YOUR INSTRUCTIONS: Rewrite the part of the passage on security-module attacks that opens with the words "Bond's attack has" and closes with "complete the better.", putting "central account database" in place of "mainframe database".

GIVEN TEXT:
════════════════════
Bond's attack has the potential to defeat the dual controls on the CCA software within the 4758 and steal PIN derivation keys (or encryption keys for randomly chosen PINs), and this unauthorised activity would be likely to go unnoticed. But to manufacture false cards for use with stolen PINs, access to the mainframe database is needed to retrieve account information. If the attacker chooses the right access point, he could passively observe genuine database accesses, or could camouflage his requests by mixing them in with other traffic. It is definitely possible to collect this information stealthily, but there is always a risk that a particular sequence of events will be flagged as unusual and a detailed manual inspection triggered. The sooner the fraud is complete the better.

Similar time constraints apply to attacks on "Bills of Lading" systems, which are also protected by security modules. Here, the assets might be the multi-million pound cargo of an oil tanker that is in transit at sea for a month. If a corrupt insider can defeat the security module and sell the same oil twice, he will want the maximum possible time before the deception is detected.

Thus, in all attack scenarios the risk of early detection and the weight of evidence remaining must be assessed. The attacker needs to buy as much time as possible in which to launder money and assume a new identity.
════════════════════
ENTRIES:
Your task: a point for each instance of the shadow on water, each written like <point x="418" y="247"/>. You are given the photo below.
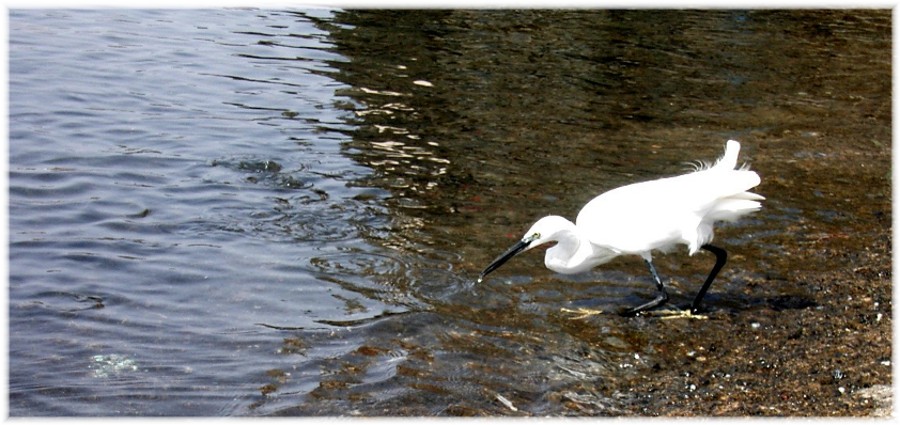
<point x="268" y="274"/>
<point x="479" y="122"/>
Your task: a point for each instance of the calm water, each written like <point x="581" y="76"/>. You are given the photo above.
<point x="245" y="212"/>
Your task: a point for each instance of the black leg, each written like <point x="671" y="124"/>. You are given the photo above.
<point x="721" y="256"/>
<point x="659" y="300"/>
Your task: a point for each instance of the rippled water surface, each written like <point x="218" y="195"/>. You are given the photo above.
<point x="254" y="212"/>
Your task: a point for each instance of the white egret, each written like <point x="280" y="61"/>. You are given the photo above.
<point x="652" y="215"/>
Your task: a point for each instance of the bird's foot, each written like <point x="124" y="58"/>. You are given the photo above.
<point x="676" y="314"/>
<point x="583" y="313"/>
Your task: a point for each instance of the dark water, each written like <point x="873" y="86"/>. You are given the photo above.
<point x="245" y="212"/>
════════════════════
CORRECT OUTPUT:
Bond's attack has the potential to defeat the dual controls on the CCA software within the 4758 and steal PIN derivation keys (or encryption keys for randomly chosen PINs), and this unauthorised activity would be likely to go unnoticed. But to manufacture false cards for use with stolen PINs, access to the central account database is needed to retrieve account information. If the attacker chooses the right access point, he could passively observe genuine database accesses, or could camouflage his requests by mixing them in with other traffic. It is definitely possible to collect this information stealthily, but there is always a risk that a particular sequence of events will be flagged as unusual and a detailed manual inspection triggered. The sooner the fraud is complete the better.